++++ Passage provided

THE FOUR HARD WALLS, enforced in deterministic code at the point a tool or command runs, never by your judgment. Never do any of these without a separate, explicit confirmation from me:
  (a) spend money, (b) message a new or unknown person, (c) publish or go public (deploy, merge to main, post publicly), (d) cause irreversible data loss.
- Implement this as a gate function every side-effecting step passes through; it returns allow, confirm, or block. Wire it into a PreToolUse hook where the harness supports it, so the gate fires on the tool call itself instead of relying on you to remember.
- Subagents only do read-only and reversible work and PROPOSE risky steps. Only the top-level orchestrator runs a gated step.

CONSTRAINTS:
- Keep all model work in the interactive session so it stays on my flat Claude Code subscription; keep the watcher model-free.
- It runs locally and unsandboxed once I confirm a step: confirmation gates the decision, not the blast radius. Single-user.

Start with the watcher plus ONE pre-registered fix and prove the whole loop end to end, including one honest verdict, before adding anything else.

After the first pass you’ll have a watcher reading real project state and an orchestrator that proposes one fix, registers what success means before applying it, and tells you the truth about whether it worked.

What I want to see next

Three tests are queued, each with a recorded definition of done.

++++++++

- Your tasks:
(a) In the passage, what are the three results the gate function can return?
(b) Reproduce word for word everything in the passage from "- It runs locally" down to "definition of done.".
The entries have no connection to the passage.

++++ Supplied records

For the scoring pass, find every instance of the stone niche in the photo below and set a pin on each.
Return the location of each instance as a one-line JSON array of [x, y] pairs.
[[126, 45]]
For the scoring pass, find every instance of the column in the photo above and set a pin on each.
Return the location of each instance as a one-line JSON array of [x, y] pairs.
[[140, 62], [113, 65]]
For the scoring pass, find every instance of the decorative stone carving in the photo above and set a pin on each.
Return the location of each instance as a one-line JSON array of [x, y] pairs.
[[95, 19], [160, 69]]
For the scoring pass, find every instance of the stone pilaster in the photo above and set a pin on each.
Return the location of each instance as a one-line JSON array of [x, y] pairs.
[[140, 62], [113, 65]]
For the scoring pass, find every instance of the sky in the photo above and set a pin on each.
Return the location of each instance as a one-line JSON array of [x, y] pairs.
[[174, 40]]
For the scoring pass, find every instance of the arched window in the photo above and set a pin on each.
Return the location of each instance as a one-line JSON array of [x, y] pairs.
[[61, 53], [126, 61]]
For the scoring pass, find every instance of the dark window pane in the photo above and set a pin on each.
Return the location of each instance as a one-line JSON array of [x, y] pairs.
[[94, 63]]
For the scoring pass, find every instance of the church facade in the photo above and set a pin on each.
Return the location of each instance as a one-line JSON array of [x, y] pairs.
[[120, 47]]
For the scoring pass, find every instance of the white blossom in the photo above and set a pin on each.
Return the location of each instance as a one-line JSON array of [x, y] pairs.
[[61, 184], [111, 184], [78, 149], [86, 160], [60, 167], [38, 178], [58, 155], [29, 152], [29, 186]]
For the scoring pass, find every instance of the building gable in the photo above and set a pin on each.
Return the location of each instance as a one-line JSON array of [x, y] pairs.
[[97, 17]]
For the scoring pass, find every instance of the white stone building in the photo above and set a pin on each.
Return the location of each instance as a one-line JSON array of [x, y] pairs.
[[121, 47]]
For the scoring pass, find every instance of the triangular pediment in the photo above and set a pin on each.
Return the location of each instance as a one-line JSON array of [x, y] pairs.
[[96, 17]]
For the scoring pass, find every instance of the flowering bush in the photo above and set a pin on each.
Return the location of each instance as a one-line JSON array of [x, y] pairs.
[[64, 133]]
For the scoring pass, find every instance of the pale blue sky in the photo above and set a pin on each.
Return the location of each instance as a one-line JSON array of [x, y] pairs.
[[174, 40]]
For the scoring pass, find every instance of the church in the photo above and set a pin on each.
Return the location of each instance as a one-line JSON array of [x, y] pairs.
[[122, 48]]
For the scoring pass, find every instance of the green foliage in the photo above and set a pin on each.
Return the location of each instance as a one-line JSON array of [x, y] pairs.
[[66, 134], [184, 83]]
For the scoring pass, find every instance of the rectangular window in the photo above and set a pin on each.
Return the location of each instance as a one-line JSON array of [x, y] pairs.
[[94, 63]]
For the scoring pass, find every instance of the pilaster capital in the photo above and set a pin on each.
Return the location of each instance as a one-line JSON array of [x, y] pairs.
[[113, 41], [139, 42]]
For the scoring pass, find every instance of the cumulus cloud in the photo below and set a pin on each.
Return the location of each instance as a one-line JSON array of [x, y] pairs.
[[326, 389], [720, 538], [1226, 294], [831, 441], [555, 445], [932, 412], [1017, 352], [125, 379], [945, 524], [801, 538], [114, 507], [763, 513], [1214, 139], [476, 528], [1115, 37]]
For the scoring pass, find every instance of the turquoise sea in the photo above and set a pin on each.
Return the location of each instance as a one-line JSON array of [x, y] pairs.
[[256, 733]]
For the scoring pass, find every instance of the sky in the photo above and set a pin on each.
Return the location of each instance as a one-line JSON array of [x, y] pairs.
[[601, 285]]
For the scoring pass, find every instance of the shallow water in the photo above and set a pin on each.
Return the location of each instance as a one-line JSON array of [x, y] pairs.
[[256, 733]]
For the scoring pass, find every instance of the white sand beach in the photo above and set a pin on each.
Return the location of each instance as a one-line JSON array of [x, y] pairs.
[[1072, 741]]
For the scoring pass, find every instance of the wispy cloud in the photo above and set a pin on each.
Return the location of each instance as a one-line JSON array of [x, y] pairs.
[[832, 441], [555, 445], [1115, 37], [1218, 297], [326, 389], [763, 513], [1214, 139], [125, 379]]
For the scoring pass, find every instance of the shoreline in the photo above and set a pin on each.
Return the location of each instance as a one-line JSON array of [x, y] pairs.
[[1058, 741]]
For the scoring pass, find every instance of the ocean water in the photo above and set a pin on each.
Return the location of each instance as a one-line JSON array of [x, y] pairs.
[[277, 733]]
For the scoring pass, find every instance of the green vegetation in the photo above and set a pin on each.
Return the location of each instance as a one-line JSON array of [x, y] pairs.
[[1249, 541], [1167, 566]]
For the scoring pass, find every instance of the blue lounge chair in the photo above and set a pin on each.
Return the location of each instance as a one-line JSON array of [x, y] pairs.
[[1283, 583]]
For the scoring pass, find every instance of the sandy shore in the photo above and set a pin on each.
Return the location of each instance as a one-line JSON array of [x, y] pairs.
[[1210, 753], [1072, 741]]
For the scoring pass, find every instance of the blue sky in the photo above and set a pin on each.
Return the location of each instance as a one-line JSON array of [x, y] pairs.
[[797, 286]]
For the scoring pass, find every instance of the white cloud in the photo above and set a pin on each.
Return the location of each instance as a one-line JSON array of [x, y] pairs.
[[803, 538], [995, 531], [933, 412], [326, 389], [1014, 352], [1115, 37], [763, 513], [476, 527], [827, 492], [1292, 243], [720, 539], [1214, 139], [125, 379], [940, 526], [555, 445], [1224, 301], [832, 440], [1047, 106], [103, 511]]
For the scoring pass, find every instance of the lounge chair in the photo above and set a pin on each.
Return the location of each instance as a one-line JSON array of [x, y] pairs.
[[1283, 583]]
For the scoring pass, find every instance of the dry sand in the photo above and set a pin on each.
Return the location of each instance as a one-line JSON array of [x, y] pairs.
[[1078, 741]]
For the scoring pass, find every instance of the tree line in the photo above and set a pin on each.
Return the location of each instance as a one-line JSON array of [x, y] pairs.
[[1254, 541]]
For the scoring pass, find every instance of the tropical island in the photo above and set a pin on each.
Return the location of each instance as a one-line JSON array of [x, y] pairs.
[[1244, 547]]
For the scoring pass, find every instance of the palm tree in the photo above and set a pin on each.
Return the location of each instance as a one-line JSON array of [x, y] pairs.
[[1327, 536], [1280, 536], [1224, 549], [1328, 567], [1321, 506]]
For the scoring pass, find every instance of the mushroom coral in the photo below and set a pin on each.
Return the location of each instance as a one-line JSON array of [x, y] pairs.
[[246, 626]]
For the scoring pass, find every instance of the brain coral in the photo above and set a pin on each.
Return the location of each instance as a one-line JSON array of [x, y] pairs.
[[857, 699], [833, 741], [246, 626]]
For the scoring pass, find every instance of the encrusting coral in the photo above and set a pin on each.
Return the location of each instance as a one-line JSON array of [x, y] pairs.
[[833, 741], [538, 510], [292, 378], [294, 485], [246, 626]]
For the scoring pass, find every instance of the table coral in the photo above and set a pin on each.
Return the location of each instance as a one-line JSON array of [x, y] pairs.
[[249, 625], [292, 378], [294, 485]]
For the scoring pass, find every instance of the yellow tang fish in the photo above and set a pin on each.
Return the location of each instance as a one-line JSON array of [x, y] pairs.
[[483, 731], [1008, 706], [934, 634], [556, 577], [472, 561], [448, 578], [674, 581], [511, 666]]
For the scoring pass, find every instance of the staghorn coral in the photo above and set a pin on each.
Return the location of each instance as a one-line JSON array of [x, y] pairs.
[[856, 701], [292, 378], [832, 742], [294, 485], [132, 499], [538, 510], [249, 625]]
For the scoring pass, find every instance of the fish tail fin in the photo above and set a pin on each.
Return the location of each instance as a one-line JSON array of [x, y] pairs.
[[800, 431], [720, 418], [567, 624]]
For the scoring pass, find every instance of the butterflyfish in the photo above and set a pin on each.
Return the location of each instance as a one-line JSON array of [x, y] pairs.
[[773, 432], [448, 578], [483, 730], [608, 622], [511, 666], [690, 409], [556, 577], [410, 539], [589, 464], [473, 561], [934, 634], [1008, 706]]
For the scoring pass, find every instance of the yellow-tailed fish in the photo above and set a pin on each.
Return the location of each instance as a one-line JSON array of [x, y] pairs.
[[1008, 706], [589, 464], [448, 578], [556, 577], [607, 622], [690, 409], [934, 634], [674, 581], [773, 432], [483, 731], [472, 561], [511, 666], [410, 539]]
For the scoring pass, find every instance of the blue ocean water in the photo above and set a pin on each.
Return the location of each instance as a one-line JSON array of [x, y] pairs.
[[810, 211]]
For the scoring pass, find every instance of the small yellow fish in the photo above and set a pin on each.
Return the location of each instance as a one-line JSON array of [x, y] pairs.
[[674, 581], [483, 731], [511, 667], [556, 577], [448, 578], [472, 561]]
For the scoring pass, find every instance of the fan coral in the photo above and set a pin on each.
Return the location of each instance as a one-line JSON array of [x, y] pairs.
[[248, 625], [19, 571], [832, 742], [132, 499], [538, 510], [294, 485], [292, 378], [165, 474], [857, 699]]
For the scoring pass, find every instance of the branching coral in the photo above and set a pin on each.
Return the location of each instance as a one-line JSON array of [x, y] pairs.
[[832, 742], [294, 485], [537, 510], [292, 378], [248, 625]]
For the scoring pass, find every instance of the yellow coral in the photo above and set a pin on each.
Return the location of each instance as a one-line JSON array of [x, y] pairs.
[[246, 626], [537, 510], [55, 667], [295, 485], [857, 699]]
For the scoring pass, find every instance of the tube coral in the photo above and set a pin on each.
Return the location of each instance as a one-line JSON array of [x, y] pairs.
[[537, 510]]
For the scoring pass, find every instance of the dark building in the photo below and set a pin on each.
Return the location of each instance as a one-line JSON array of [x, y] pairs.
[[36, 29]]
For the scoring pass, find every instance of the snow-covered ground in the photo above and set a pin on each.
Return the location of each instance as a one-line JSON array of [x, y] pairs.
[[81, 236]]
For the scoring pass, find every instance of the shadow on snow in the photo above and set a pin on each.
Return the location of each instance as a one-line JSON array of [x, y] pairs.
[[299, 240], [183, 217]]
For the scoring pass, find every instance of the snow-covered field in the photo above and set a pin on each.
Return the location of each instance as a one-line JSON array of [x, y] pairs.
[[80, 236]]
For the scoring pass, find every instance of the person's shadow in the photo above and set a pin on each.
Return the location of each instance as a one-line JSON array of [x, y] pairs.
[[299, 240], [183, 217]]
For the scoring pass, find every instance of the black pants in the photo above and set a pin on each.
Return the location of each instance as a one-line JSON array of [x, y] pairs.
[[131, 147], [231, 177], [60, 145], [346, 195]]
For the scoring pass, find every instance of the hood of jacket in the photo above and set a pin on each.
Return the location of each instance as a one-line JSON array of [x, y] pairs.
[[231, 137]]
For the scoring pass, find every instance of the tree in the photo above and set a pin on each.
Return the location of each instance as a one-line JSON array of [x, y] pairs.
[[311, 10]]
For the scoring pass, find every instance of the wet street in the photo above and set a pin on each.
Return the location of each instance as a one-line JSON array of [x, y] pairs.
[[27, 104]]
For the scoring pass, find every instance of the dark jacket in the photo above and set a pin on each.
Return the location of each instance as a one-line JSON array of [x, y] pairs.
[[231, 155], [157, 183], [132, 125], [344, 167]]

++++++++

- Answers by item number:
(a) It returns allow, confirm, or block.

(b)
- It runs locally and unsandboxed once I confirm a step: confirmation gates the decision, not the blast radius. Single-user.

Start with the watcher plus ONE pre-registered fix and prove the whole loop end to end, including one honest verdict, before adding anything else.

After the first pass you’ll have a watcher reading real project state and an orchestrator that proposes one fix, registers what success means before applying it, and tells you the truth about whether it worked.

What I want to see next

Three tests are queued, each with a recorded definition of done.